[Kaynak Metin]
•••

Buradasınız
“Siz Bugün Ne İçtiniz?”
Pendik’ten bir metal işçisi

Anlatacağım hikâye işçilerin bir araya geldiklerinde, birbirlerine güvenip ortak bir mücadele yürüttüklerinde, aslında “örgütlendiklerinde” daima kazanacaklarını gösterecek sizlere. Nasıl mı? Dinleyin o zaman.
Ben araba parçaları üreten bir metal fabrikasında çalışan 600 işçiden yalnızca biriyim. Ama bir tek farkla, ben örgütlü bir işçiyim. Bunu neden söylediğime de daha sonra değineceğim. Her zamanki gibi işimizin başında çalışıyorduk. Vardiya amiri gelip bir toplantı yapılacağını söyledi. Biz de gittik ve dinledik meramlarını. Üretimde verimi arttırmak adı altında 15 dakika olan çay molamızı 11 dakikaya düşüreceklerini ve bizim de bunu kabul etmemiz gerektiğini anlattılar. Diğer vardiyalarla da yapılmış aynı toplantı. Vardiya amirinin söylediğine göre de herkes “fedakârlık” edip kabul etmiş bu yeni sistemi. Bunu duyduğumda canım çok sıkıldı. “Nasıl kabul eder diğer işçi arkadaşlar bu durumu? Ben etmiyorum” dedim. Çünkü biliyorum önce çay molasını 15 dakikadan 11 dakikaya düşürmekle başlayacaklar. Fakat biz itiraz etmedikçe yavaş yavaş çay molasını kaldıracaklar tamamen. Bu hep böyle olmuştur zaten. Önce nabız yoklarlar sonra da harekete geçerler. Tıpkı kazanılmış diğer haklarımız gibi, bunu da gasp etmek için ellerinden geleni yaparlar. Makinelerimizin başına geçtik. Bölümdeki işçi arkadaşlarımın yanına gidip tek tek anlattım hepsine. Haklarımıza sahip çıkmamız gerektiğini, sessiz kalmanın çözüm olmadığını, birlikte hareket edersek bizi yenemeyeceklerini.
Çay saati geldiğinde birlikte çıktık. Bizim bölümde toplam 30 işçi var. Hepimiz çayımızı içtik biraz sohbet ettik. Herkesin gözü saatte, kulağı çay molasının bittiğini haber veren zil sesindeydi. Ve molanın bittiğini haber veren uyarı zili çaldı, çaya çıkalı 11 dakika olmuştu. Ben kalkmadım yerimden. Benden cesaret alan başka bir işçi arkadaşım da kalkıp kalkmamakla ilgili bir tereddüt yaşarken, benden cesaret alarak oturdu. Bizi gören diğer arkadaşlar da oturmaya devam ettiler. Birbirimizden güç alarak bir tavır sergilemiştik ve bu bizi mutlu etmişti. Sohbetlerimize gülüşmeler, kahkahalar eşlik ediyordu. 15 dakikanın sonunda makinelerimizin başına geçerken hepimiz gülüyorduk. Onların dediğini değil, biz kendi istediğimizi yapmış ve hakkımıza sahip çıkmıştık. Vardiya amiri sinirden kıpkırmızı kesilmiş, öylece bakıyordu bölümün girişinden bize. Birlikte hareket etmek bize öyle bir cesaret vermişti ki, normalde vardiya amirini gördüğünde tabiri caizse boğazındaki tükürüğü kuruyan sessiz arkadaşlar bile kahkahalar atarak geçiyordu vardiya amirinin önünden.

•••

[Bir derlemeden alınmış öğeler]
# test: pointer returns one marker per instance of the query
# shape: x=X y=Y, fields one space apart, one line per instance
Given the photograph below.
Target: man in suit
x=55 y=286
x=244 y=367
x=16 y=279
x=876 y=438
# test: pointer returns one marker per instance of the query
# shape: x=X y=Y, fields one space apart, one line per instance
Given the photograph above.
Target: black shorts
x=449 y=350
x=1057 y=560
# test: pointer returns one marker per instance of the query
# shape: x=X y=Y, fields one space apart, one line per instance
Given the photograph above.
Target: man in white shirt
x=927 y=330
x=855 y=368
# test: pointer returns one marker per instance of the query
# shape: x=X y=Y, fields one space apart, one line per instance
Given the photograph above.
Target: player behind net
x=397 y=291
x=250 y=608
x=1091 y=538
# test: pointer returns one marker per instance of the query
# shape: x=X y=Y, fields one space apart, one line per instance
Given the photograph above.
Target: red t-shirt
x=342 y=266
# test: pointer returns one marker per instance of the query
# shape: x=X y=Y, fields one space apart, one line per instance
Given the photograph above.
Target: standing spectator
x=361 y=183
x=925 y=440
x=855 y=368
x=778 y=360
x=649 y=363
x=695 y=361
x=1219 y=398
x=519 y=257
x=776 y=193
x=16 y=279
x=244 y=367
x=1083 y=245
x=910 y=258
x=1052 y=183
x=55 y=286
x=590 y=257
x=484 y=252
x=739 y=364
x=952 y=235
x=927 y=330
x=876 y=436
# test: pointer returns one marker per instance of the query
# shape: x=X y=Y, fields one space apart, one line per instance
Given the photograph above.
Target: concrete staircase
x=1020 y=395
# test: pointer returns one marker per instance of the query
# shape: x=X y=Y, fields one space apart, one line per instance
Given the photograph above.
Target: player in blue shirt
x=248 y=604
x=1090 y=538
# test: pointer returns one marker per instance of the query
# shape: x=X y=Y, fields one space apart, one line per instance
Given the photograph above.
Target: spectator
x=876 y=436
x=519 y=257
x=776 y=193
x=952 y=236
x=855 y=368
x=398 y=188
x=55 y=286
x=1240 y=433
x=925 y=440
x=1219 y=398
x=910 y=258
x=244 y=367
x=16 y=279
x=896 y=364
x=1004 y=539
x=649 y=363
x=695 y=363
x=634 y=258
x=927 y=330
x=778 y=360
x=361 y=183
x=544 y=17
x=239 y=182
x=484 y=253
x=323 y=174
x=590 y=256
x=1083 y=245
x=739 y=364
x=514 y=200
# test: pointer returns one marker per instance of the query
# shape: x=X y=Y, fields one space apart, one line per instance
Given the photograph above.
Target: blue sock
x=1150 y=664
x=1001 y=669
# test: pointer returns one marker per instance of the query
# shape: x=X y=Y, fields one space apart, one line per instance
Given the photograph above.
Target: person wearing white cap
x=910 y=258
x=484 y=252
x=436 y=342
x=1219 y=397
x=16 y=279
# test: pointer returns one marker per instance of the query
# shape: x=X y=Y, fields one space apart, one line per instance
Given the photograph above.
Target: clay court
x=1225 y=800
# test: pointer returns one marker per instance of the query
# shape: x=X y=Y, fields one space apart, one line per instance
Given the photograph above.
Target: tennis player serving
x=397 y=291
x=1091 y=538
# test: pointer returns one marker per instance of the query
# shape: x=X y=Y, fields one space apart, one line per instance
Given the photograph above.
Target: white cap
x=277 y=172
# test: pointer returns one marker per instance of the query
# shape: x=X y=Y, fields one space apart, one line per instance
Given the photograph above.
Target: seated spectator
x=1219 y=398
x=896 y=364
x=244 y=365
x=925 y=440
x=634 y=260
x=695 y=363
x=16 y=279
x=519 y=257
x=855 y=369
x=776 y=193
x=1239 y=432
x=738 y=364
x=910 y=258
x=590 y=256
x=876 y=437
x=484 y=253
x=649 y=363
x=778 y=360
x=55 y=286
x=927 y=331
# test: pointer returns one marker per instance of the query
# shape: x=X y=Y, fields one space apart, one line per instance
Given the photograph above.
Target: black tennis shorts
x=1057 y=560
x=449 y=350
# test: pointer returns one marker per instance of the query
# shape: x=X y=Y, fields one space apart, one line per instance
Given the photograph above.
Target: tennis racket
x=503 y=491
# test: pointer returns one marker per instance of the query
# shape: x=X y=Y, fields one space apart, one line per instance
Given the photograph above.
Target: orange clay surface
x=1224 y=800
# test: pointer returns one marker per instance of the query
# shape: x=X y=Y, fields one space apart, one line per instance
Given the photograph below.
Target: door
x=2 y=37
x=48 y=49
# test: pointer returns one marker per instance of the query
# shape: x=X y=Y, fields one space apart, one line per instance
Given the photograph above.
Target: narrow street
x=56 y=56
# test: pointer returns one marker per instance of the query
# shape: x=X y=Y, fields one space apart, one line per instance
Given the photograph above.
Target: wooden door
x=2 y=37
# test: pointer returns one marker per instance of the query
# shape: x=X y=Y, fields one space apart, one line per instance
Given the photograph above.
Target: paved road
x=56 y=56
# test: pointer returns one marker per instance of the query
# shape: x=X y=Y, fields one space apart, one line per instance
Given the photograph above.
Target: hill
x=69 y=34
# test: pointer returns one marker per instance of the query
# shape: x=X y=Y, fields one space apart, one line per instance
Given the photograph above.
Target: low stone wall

•••

[Görev Listesi]
1 – Kaynak metinde "Buradasınız" ile başlayıp "Dinleyin o zaman." ifadesine kadar süren bölümü aynen tekrarlayın.
2 – Kaynak metne göre aşağıdaki soruları yanıtlayın:
(a) Anlatıcının çalıştığı fabrikada kaç işçi var?
(b) Çay molası kaç dakikadan kaç dakikaya düşürülmek isteniyor?
(c) Anlatıcının bölümünde toplam kaç işçi çalışıyor?
3 – Kaynak metinde rakamla yazılmış bütün farklı sayıları sıralayın.

[Çözümler]
1 –
Buradasınız
“Siz Bugün Ne İçtiniz?”
Pendik’ten bir metal işçisi

Anlatacağım hikâye işçilerin bir araya geldiklerinde, birbirlerine güvenip ortak bir mücadele yürüttüklerinde, aslında “örgütlendiklerinde” daima kazanacaklarını gösterecek sizlere. Nasıl mı? Dinleyin o zaman.

2 –
(a) 600 işçi.
(b) 15 dakikadan 11 dakikaya.
(c) 30 işçi.

3 – 600, 15, 11, 30